__GIVEN REQUEST__:
Please rewrite these lines with "grass verge" replaced by "roadside strip" and everything else unchanged. Leave the pictures out of your answer.

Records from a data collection
──────
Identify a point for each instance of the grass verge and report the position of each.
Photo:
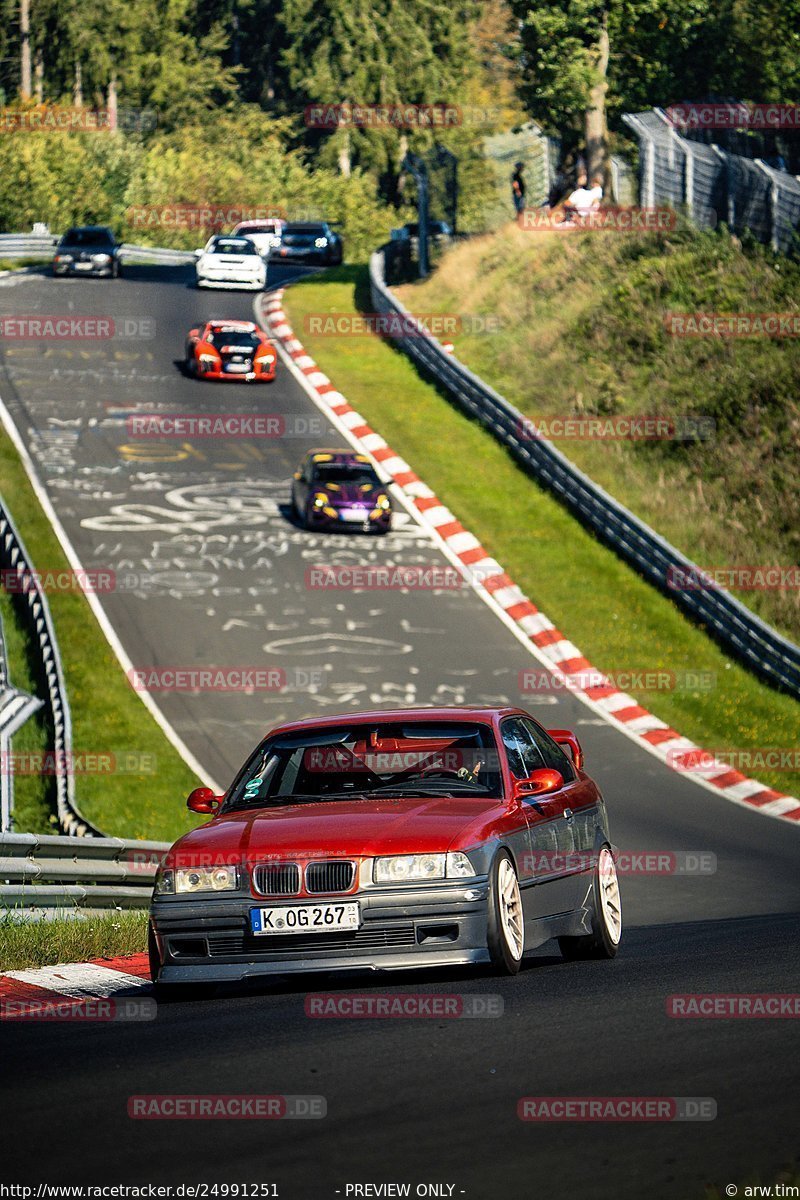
(107, 714)
(41, 943)
(582, 328)
(617, 619)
──────
__SOLUTION FOR THIS EXERCISE__:
Identify a point for each instance of the roadside strip and report the position of each.
Photo:
(107, 714)
(41, 943)
(582, 328)
(617, 619)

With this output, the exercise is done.